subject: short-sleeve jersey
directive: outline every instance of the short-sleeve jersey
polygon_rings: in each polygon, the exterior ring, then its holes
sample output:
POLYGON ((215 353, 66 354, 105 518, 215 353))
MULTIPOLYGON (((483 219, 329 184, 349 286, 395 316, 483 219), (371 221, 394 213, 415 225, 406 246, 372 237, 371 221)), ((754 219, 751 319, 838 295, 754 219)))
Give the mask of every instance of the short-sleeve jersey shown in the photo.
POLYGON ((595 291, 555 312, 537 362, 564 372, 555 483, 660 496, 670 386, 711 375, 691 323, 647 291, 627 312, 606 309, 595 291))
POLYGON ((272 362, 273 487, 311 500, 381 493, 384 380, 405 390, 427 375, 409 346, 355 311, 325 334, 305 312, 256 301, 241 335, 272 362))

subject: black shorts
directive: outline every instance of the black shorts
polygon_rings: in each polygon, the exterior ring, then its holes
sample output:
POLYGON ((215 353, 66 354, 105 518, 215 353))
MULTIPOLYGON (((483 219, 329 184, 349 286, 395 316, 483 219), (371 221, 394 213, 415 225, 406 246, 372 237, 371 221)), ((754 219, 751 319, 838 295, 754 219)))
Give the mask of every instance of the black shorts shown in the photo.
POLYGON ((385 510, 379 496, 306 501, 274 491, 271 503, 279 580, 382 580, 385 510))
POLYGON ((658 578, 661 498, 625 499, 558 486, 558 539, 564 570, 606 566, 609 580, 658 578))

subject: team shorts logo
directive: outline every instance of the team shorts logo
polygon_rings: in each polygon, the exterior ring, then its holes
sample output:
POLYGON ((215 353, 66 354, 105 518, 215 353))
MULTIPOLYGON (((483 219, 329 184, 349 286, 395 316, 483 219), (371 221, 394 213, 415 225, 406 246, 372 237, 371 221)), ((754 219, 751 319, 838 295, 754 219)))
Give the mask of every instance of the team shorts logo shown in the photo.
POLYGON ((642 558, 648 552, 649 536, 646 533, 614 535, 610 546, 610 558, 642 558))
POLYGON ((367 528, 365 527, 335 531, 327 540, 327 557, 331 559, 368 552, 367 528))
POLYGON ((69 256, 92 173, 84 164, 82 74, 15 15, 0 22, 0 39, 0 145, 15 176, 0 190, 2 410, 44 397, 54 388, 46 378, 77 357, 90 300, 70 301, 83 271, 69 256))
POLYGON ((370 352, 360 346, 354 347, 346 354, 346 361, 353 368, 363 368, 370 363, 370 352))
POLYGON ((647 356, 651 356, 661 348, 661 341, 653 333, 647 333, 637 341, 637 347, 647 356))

> Directions for this task:
Copy out every one of the records above word for word.

> Solved problem:
subject: short-sleeve jersey
directive: outline every instance of the short-sleeve jersey
polygon_rings: in each polygon, the exterior ring, then its holes
sample output:
POLYGON ((215 353, 66 354, 105 518, 215 353))
MULTIPOLYGON (((483 219, 329 184, 349 286, 395 316, 483 219), (371 221, 394 213, 415 225, 406 246, 372 237, 371 221)), ((754 219, 751 319, 838 295, 754 219)))
Give the mask of every instance of the short-sleeve jersey shown in the photo.
POLYGON ((595 291, 555 312, 537 362, 564 372, 555 483, 660 496, 670 386, 711 375, 691 323, 647 291, 627 312, 606 309, 595 291))
POLYGON ((272 362, 273 487, 311 500, 381 493, 384 380, 405 390, 427 375, 409 346, 355 311, 325 334, 305 312, 256 301, 241 335, 272 362))

subject: black shorts
directive: outline every instance of the black shorts
polygon_rings: in each polygon, the exterior ring, then its holes
sample output:
POLYGON ((215 353, 66 354, 105 518, 215 353))
MULTIPOLYGON (((483 219, 329 184, 349 286, 395 316, 483 219), (371 221, 394 213, 415 225, 406 246, 372 237, 371 221)), ((754 219, 751 319, 838 295, 754 219)))
Give the mask of every instance of the black shorts shown in the photo.
POLYGON ((385 510, 379 496, 306 501, 274 491, 271 503, 279 580, 382 580, 385 510))
POLYGON ((658 578, 661 498, 625 499, 558 486, 558 539, 564 570, 606 566, 609 580, 658 578))

subject: team shorts logo
directive: outline every instance of the team shorts logo
polygon_rings: in each polygon, the exterior ring, then its holes
sample output:
POLYGON ((215 353, 66 354, 105 518, 215 353))
MULTIPOLYGON (((483 219, 329 184, 349 286, 395 316, 483 219), (371 221, 394 213, 415 225, 406 246, 372 237, 371 221)), ((754 219, 751 319, 838 295, 754 219)))
Give the mask of every instance of the team shorts logo shown in the photo.
POLYGON ((642 558, 648 552, 649 536, 646 533, 614 535, 610 546, 610 558, 642 558))
POLYGON ((367 528, 365 527, 335 531, 327 540, 327 557, 331 559, 368 552, 367 528))
POLYGON ((69 256, 92 173, 84 164, 82 74, 15 15, 0 22, 0 39, 0 145, 15 176, 0 190, 2 410, 44 397, 54 388, 46 378, 77 357, 90 300, 70 301, 83 271, 69 256))
POLYGON ((370 352, 360 346, 354 347, 346 354, 346 361, 353 368, 363 368, 370 363, 370 352))
POLYGON ((647 356, 651 356, 661 348, 661 341, 653 333, 647 333, 637 341, 637 347, 647 356))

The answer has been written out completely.